### Task statement
Could you repeat each of the entries below word for word, keeping every line unchanged?

Dataset entries
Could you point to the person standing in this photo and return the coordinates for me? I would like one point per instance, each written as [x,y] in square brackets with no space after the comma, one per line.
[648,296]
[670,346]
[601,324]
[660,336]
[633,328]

### Solved exercise
Could you point to the person standing in this photo and return the coordinates for me? I would like one point per instance, each written as [x,y] in square brackets with no space after the comma, one per line.
[648,296]
[670,346]
[601,324]
[660,336]
[633,328]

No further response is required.